> [Source excerpt]

>> START

Solutions for Questions 1, 2, 3.

CSE 591 Assignment One

Let G=(V,E) be an undirected graph, and consider the all-terminal operation on G. Suppose that e={x,y} is an edge of G, and that z is a vertex different from x and y. Form a graph G' by removing the edge e and adding the edges e'={x,z} and e''={y,z}, so that p_e = p_{e'} = p_{e''}.
Establish a relationship between the all-terminal reliability of G and that of G'.

Solution: Consider the possible states of G-e. Partition these states into classes as follows:
- Type I - connected states
- Type IIa - disconnected states having two components, one containing x and y, the other containing z
- Type IIb - disconnected states having two components, one containing x and z, the other containing y
- Type IIc - disconnected states having two components, one containing z and y, the other containing x
- Type III - disconnected states having three components, one containing x, one containing y, and one containing z
- Type IV - all other disconnected states
Let Pr[X] denote the probability of being in a state of type X. Now compute the reliability of G as follows. If the state of G-e is type I, edge e can operate or fail; if type IIb or type IIc, edge e must operate; and if any other type, there is no way for e to make the state operational. So the reliability of G is Pr[I] + p_e (Pr[IIb] + Pr[IIc]).

>> END

> [Data records]
>> START

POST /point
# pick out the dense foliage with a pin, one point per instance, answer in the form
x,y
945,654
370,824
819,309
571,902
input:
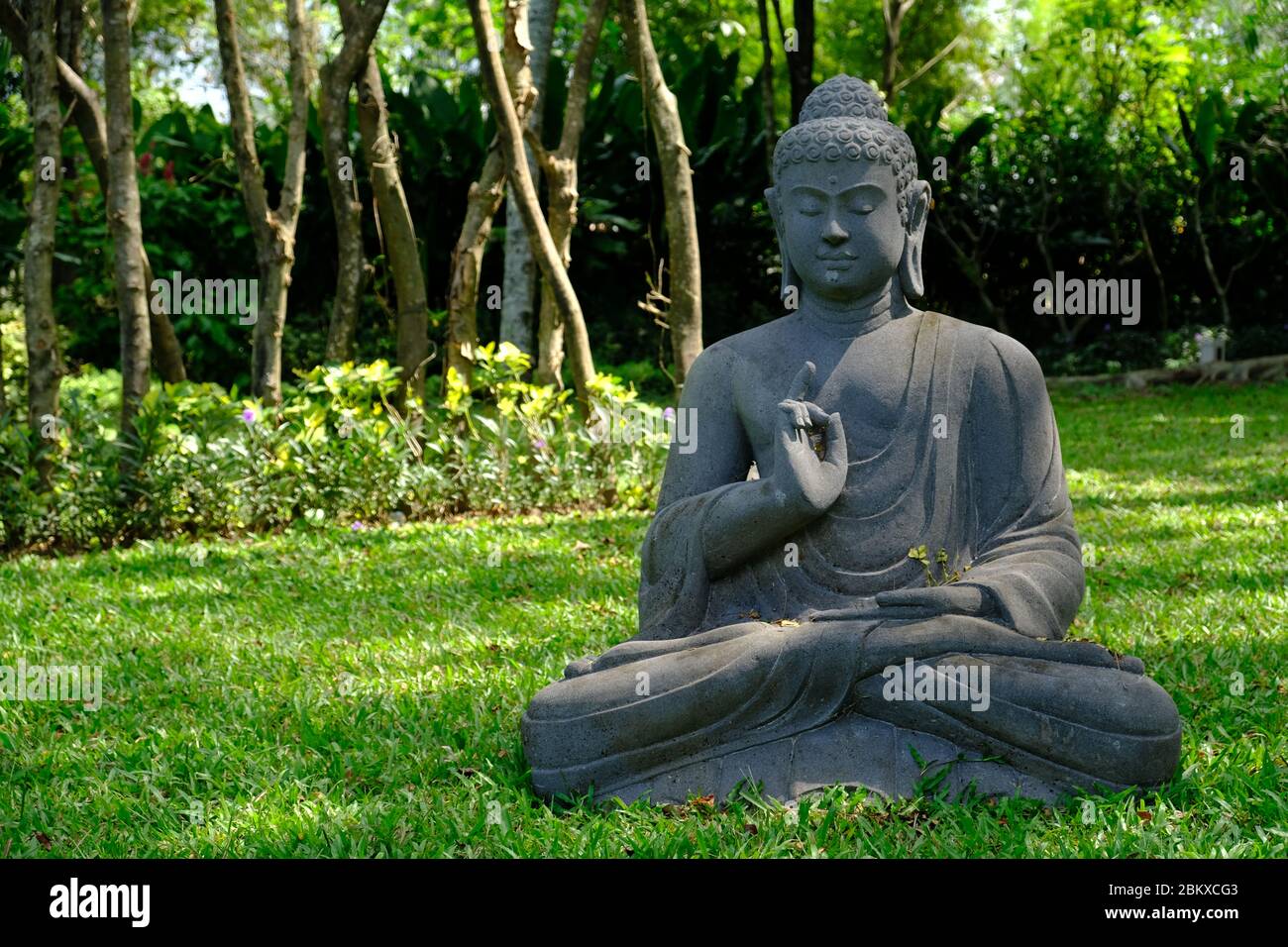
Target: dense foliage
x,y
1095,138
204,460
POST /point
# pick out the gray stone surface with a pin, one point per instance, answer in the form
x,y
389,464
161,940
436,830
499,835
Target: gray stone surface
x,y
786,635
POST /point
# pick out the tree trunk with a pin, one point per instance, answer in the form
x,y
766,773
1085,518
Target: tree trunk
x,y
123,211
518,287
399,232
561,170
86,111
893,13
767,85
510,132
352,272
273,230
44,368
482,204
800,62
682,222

>> END
>> START

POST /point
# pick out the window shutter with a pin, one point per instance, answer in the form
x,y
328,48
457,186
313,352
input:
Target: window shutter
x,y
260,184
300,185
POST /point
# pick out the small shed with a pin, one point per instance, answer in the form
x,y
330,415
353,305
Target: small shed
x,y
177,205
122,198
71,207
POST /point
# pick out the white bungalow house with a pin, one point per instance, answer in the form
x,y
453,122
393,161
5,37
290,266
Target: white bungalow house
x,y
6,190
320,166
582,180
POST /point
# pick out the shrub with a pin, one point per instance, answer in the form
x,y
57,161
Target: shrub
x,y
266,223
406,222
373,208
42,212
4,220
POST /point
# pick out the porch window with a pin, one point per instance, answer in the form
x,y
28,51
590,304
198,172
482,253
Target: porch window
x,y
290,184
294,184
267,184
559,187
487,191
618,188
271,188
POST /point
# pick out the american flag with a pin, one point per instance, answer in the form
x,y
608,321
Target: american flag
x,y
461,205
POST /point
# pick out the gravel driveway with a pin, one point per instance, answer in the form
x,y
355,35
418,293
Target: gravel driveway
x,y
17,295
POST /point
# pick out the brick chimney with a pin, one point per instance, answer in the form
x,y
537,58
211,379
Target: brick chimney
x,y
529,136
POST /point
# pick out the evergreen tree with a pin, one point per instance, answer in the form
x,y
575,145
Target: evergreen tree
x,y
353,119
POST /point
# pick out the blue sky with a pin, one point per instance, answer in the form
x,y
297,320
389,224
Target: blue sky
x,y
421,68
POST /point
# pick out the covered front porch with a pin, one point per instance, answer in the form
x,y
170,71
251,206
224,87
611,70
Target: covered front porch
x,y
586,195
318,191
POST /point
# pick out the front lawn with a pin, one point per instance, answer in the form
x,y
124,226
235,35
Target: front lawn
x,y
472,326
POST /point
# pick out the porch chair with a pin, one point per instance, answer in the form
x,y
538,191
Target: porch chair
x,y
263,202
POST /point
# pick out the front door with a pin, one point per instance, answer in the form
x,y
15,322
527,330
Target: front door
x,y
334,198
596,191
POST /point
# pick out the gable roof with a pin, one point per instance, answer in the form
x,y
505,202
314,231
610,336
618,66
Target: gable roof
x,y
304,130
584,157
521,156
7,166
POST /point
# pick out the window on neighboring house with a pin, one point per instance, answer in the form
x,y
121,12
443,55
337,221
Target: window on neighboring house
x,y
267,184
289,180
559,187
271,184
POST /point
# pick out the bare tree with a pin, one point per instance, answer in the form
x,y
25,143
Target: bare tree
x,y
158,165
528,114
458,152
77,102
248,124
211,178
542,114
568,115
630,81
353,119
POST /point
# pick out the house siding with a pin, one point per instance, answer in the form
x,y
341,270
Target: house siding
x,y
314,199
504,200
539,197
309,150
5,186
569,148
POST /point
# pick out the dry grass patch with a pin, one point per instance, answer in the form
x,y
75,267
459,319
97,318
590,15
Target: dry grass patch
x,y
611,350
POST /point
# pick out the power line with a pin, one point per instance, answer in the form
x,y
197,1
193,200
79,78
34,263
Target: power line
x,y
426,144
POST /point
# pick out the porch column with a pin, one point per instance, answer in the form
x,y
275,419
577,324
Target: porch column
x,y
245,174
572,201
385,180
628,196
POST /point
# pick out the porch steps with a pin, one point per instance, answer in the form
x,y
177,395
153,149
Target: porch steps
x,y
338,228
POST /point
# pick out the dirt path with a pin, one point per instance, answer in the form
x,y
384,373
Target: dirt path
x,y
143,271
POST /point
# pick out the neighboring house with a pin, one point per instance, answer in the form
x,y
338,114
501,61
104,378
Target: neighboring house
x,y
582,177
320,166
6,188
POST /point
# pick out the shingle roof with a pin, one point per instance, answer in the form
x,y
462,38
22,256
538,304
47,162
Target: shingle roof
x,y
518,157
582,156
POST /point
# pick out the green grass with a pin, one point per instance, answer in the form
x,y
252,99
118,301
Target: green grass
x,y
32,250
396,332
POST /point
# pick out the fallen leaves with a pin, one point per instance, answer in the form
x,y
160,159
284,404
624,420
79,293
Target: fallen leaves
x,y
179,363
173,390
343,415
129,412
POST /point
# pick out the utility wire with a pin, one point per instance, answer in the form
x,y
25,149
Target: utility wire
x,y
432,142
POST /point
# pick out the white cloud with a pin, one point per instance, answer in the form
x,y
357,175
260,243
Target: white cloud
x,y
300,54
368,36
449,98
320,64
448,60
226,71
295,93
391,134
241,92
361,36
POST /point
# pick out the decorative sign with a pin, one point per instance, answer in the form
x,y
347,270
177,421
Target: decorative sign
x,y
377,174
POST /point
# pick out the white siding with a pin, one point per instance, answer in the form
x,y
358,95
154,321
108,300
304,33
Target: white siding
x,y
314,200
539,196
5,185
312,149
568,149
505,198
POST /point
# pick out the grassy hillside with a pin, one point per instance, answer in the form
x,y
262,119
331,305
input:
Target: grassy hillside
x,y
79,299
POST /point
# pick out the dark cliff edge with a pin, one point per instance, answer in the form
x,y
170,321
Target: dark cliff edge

>> END

> [What to work on]
1. Answer these questions about the assignment solution:
(a) Which edge is removed from G to form G'?
(b) What two components does a Type IIb state have?
(c) If the state of G-e is type I, what can edge e do?
2. Transcribe the assignment solution between "Let G=(V,E) be" and "that of G'.", inclusive.

> [The solutions]
1.
(a) The edge e={x,y}.
(b) One component containing x and z, and another containing y.
(c) It can operate or fail.

2.
Let G=(V,E) be an undirected graph, and consider the all-terminal operation on G. Suppose that e={x,y} is an edge of G, and that z is a vertex different from x and y. Form a graph G' by removing the edge e and adding the edges e'={x,z} and e''={y,z}, so that p_e = p_{e'} = p_{e''}.
Establish a relationship between the all-terminal reliability of G and that of G'.